• _Directions for this task_
Leave out the images; return the rest of the data exactly.

==== Data

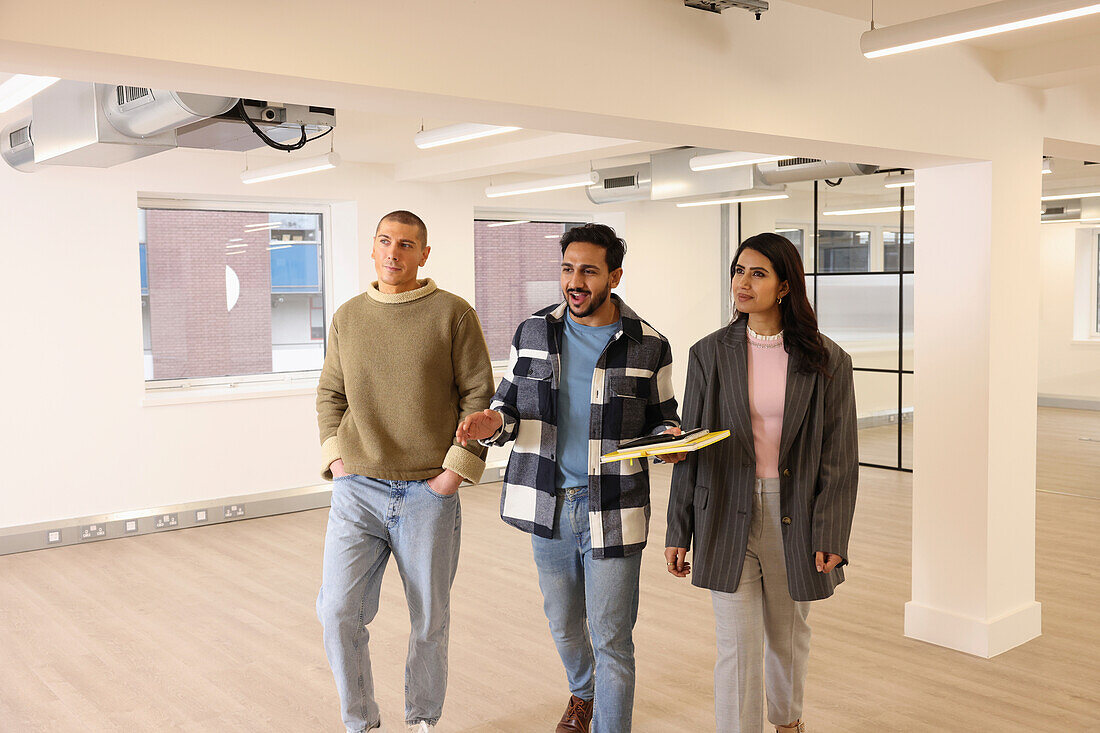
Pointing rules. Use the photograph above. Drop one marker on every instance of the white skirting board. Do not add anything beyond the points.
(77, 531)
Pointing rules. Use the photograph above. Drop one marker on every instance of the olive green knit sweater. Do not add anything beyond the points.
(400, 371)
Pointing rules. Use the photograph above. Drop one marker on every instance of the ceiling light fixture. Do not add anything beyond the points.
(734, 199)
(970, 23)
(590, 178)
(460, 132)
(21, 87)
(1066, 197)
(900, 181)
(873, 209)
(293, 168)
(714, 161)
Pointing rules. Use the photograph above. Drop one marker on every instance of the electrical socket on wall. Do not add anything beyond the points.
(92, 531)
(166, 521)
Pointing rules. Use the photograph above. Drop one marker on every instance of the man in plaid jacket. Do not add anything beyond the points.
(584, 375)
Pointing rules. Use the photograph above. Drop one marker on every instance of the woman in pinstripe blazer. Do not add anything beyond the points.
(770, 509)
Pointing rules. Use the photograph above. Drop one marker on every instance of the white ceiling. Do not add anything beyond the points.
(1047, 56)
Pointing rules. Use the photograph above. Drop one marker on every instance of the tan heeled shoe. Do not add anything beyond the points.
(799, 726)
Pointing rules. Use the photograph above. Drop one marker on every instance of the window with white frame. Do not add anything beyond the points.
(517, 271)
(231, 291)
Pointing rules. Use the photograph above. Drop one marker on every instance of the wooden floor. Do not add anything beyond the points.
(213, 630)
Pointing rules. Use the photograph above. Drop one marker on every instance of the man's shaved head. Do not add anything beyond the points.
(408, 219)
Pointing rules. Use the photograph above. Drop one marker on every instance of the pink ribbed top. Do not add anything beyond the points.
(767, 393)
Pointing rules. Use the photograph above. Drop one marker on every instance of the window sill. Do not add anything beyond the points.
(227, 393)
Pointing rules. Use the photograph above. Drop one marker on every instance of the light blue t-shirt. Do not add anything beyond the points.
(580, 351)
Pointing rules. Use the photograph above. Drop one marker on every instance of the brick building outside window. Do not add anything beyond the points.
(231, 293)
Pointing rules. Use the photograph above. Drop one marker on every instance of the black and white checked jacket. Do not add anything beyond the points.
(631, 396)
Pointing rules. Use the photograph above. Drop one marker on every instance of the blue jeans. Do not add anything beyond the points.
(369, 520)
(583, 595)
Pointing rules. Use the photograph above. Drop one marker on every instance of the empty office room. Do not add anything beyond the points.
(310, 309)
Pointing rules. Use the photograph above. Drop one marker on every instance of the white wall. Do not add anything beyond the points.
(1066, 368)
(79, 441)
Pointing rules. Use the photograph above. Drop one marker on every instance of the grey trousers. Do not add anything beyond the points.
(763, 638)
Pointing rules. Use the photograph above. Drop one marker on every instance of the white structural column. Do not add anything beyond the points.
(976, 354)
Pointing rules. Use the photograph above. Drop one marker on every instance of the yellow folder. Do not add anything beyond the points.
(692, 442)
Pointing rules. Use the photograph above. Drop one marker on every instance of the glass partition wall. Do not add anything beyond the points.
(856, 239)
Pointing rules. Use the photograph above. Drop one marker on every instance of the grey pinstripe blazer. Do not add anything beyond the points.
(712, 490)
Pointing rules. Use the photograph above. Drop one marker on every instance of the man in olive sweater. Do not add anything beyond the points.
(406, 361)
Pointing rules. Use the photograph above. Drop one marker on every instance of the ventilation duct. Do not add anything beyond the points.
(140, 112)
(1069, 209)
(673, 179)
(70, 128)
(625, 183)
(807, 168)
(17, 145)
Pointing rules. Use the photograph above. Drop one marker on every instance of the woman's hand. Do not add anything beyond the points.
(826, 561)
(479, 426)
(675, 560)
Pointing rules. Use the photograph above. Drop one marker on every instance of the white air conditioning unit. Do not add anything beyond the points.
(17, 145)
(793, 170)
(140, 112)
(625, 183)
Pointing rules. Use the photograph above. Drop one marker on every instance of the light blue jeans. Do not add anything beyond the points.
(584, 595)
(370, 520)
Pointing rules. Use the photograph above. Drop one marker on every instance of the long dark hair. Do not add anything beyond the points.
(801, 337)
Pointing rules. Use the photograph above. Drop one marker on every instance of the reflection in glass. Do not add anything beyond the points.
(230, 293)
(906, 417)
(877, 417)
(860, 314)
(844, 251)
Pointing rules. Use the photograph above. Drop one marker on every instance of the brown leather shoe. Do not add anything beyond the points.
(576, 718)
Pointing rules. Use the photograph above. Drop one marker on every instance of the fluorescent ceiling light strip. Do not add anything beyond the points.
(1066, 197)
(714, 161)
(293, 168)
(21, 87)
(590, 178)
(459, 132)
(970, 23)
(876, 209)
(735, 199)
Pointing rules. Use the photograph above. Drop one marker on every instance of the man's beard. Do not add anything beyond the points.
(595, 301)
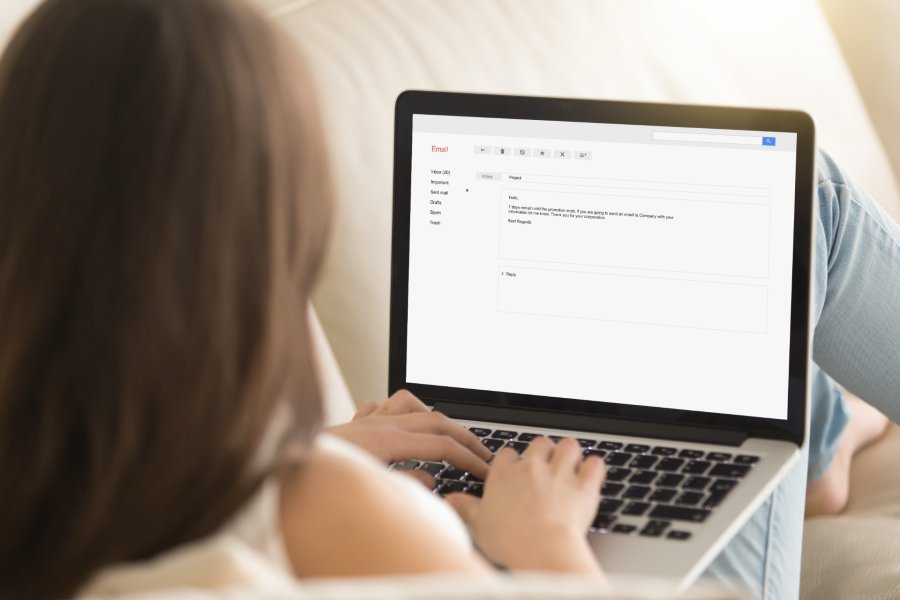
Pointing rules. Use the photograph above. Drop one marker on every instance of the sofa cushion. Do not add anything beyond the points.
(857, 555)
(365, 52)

========

• _Task result_
Pointing rules. Use the photograph above. Drop one marker on every instance of the white skirting board. Do not add anything beyond the points.
(77, 531)
Pointing rules. Use the photograph above. Drop one marker on every instance of the olive green knit sweater. Do not add anything beyond the points.
(400, 371)
Pointing rules. Use the photograph above. Drop one marker on every instance of the ceiling light fixture. Do not add anything beyond the points.
(734, 199)
(970, 23)
(590, 178)
(460, 132)
(21, 87)
(1066, 197)
(900, 181)
(873, 209)
(293, 168)
(714, 161)
Pointing rules. Use the photograph above. Drop one marker on every instance of the electrical socket on wall. Do not add anything beyond the points.
(92, 531)
(166, 521)
Pointing rules. Use the photograph above. Drop one marker on every instance of the man in plaid jacket. Do not add anything beyond the points.
(584, 375)
Pointing rules. Use the photograph above. Drop one marker on every instance of the woman in pinstripe blazer. Do not add anything beyond the points.
(770, 509)
Pointing rules. Use the photograph above. Drop one marker on every instance of the white ceiling. Do not add anything beyond the points.
(1047, 56)
Pointing rules. Use the photograph above. Drop one marker on every instance of the tan heeled shoe. Do not add anything beyond the points.
(799, 726)
Pointing rules. Use the photograph above. Drop one marker on every instance of the window with white frame. Do not add anything beyond the points.
(517, 271)
(231, 291)
Pointing rules. Use the photograph above. Drop one marker on every instance of the wooden floor. Do not add anything beyond the points.
(213, 630)
Pointing rules. Use the photograph above. Drop one marker on every instance of the man's shaved head. Do not add anything beyond the points.
(408, 219)
Pointing rules. Use the photograph above. Drop one marker on every instance of the pink ribbed top. Do not add anything beyond the points.
(767, 393)
Pointing rules. Use the photograph above. Drop one marker on every instance of the window sill. Do not add anything beyond the points.
(227, 393)
Pointing rules. Use the photograph above. Drop one marker on every instance of the light blue t-shirt. Do not add anything beyond the points.
(580, 351)
Pointing rules. Use the photograph above. Drop one marker on every instance of the brick building outside window. Do not add anything beyond the points.
(231, 293)
Pointing rules. Use the photograph above. Drop one marker on every instance of the black and white checked jacket. Do not add anything beyond the points.
(631, 396)
Pointing rules. Use the photograph above. Drop one marker on every instance of the blue jeans. Do not add anything beyond the points.
(369, 520)
(583, 595)
Pointing rules. Use the photograph above. Drop one marker on every instance of the empty office room. Do not add anything beyond the points.
(310, 309)
Pointing rules. Use the photograph above. Drop one marker on every instance of the white wall. Do not add anything beyond the points.
(1066, 368)
(79, 441)
Pointing rules. Use the photograph above. Drop one marker on every instance of the grey trousers. Do not add anything beyond the points.
(763, 638)
Pointing rules. Use the photograph above. Drop one marker on every instance of the white structural column. Do not add anything beyond the points.
(976, 354)
Pointing rules. Use the photograph above. Drop one marker on every instance of the yellow folder. Do not add anything beyond the points.
(692, 442)
Pointing rules. Use the photograph above. Drop one marker on every instance of the glass partition wall. Do not add anything beyond the points.
(856, 239)
Pointing rules. Use the photograph above. Drop one marker on every instance of the grey pinstripe blazer. Do not add anything beyond the points.
(712, 490)
Pointing rules. Use the photograph above. Drop one marker on every instance of the man in olive sweater. Do not add anything beyond the points.
(406, 361)
Pointing rules. Use the photograph above. Drop one marker on every instance of the ventilation duct. Do not add anything beyond the points.
(140, 112)
(1069, 209)
(673, 179)
(70, 128)
(625, 183)
(807, 168)
(17, 145)
Pointing rules. Use the photograph above. Drop one marker on every instance of the woman's hand. Do not add anything beyond the points.
(826, 561)
(479, 426)
(675, 560)
Pointing rules. Use the photograph above. Drop one marker on every instance of the white air conditioning unit. Do not add anything beyond the points.
(17, 145)
(793, 170)
(140, 112)
(625, 183)
Pointing rules. Use the photograph above. Drop one marker on every instance of the light blue jeans. Do not add anything beyond the points.
(584, 595)
(370, 520)
Pointing rules. Use the photograph above. Drop one marker on every instance of the long dark hair. Do not add anything beyond the points.
(801, 337)
Pointing rules. Use the photograph above. Drop one marker on every instance of the reflection in glass. Do not add anything beyond the points.
(230, 293)
(906, 417)
(877, 417)
(860, 314)
(844, 251)
Pointing rules. Use the photograph above. Drop one marker on every instance of the brown leather shoe. Do not add anything beyond the points.
(576, 718)
Pointing rules. Use the photograph above. Drop one marker on every instance of the fluorescent ceiling light strip. Do not add anything beyond the points.
(1066, 197)
(714, 161)
(293, 168)
(21, 87)
(590, 178)
(459, 132)
(970, 23)
(876, 209)
(735, 199)
Pointing rules. Use the photograph above. Drop one marker on every instance of the man's beard. Do not add anything beyond the points.
(595, 301)
Pointing rules. Use the photograph above. Drop one marker on every instance of the sofa cushion. Do not add anything beyond the points.
(857, 555)
(365, 52)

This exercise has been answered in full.